[Challenge]
In the records below, replace "segmentation" with "outline" and reproduce every line with no other change.

** begin Record excerpts **

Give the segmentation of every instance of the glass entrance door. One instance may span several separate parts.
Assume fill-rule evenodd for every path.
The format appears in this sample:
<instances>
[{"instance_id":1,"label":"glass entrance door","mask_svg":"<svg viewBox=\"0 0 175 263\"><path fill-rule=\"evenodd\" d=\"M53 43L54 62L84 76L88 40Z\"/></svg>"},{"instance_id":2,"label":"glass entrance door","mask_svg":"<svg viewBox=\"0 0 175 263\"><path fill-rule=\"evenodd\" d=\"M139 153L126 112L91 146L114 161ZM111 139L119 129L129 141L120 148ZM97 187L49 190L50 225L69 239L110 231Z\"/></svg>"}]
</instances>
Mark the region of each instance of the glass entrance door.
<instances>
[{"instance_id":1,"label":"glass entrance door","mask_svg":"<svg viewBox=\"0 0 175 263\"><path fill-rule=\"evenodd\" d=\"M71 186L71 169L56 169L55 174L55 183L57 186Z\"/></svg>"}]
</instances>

** end Record excerpts **

[Completed exercise]
Give the outline of every instance of the glass entrance door. One instance may span several separate parts.
Assume fill-rule evenodd for every path.
The format appears in this sample:
<instances>
[{"instance_id":1,"label":"glass entrance door","mask_svg":"<svg viewBox=\"0 0 175 263\"><path fill-rule=\"evenodd\" d=\"M53 43L54 62L84 76L88 40Z\"/></svg>"},{"instance_id":2,"label":"glass entrance door","mask_svg":"<svg viewBox=\"0 0 175 263\"><path fill-rule=\"evenodd\" d=\"M139 153L126 112L91 146L114 161ZM111 139L119 129L129 141L120 148ZM97 187L49 190L50 225L69 239L110 231Z\"/></svg>"}]
</instances>
Mark the region of each instance of the glass entrance door.
<instances>
[{"instance_id":1,"label":"glass entrance door","mask_svg":"<svg viewBox=\"0 0 175 263\"><path fill-rule=\"evenodd\" d=\"M71 186L71 169L56 169L55 174L55 183L57 186Z\"/></svg>"}]
</instances>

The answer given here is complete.